• RECORDS SUPPLIED

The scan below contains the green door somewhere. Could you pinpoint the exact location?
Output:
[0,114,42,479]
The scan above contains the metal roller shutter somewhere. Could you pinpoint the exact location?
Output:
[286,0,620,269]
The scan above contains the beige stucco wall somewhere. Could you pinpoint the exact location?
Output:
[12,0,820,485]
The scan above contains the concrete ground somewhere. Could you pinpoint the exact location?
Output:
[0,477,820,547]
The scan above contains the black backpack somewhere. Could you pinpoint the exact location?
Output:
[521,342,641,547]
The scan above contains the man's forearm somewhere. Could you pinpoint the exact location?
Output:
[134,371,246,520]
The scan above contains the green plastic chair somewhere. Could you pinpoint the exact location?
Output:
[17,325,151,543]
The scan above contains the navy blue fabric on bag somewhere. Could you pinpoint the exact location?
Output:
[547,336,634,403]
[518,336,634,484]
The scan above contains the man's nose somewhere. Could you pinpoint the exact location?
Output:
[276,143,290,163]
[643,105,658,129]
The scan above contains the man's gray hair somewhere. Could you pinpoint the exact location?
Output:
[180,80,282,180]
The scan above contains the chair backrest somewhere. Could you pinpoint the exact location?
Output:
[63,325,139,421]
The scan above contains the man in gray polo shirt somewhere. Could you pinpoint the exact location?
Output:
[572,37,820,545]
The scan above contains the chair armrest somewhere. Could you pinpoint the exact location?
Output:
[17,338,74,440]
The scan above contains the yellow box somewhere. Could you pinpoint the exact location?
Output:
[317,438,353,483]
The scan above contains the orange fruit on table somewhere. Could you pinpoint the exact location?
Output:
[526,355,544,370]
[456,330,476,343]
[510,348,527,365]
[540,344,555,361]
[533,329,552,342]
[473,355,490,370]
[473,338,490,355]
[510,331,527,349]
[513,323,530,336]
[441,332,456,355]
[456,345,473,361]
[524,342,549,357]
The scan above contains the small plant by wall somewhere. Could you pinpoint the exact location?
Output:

• TASK INSTRUCTIONS
Reproduce every line, starting with the line containing "The scan above contains the beige" and going on through the last line of the records, including the request lines. Multiply each bounding-box coordinate in the answers by 0.7 and round to the nearest whole number, with halves rounded up.

• EXERCISE SOLUTION
The scan above contains the beige stucco wall somewhere. Could you pinpoint the exact location?
Output:
[8,0,574,340]
The scan above contains the concrete ground somewhere. Could you pinpoint the exact location?
Output:
[0,334,574,383]
The scan above contains the black backpack somewhere. Could you pinpoint the exact location?
Output:
[365,239,449,383]
The scan above contains the man's forearm somewhere. Could you pinpoint the exact location?
Output:
[94,260,172,364]
The scan above contains the green plastic chair somewhere. Could you pinpoint the exact location?
Output:
[12,228,106,380]
The scan above contains the navy blue fabric on bag somewhere. Could you pinpoint the exact location?
Output:
[383,235,444,282]
[363,235,444,339]
The scan above contains the man's nose somewhere. Could you pinpoint the exact location?
Output:
[193,100,203,114]
[450,74,461,90]
The scan above contains the man's gray hair somewhere. Could you pinpoint the exact location?
Output:
[126,56,197,126]
The scan above contains the chair backrest somewhere. Could you pinpoint the exact location?
Output:
[44,228,97,295]
The scan above contains the man in gray polo shirt somewhere. Could you pinpoint the exact location?
Output:
[400,26,574,382]
The scan above contains the chair armrest somewhere. Could you pinpoint the exact location?
Output:
[12,237,52,308]
The scan above contains the yellow box somewhere. Could you pinpoint the exact location?
Output:
[222,307,247,338]
The scan above contains the orange fruit on table somewhere. Could you pinpoint the exact location?
Output:
[368,249,381,259]
[319,231,333,240]
[357,244,369,256]
[378,241,389,253]
[373,230,386,239]
[331,249,343,259]
[331,237,343,249]
[357,232,369,244]
[359,226,371,235]
[309,232,319,249]
[319,242,331,253]
[367,239,384,250]
The scan above contains the small plant by wall somewhere. Could you pinpoint the exact location?
Output:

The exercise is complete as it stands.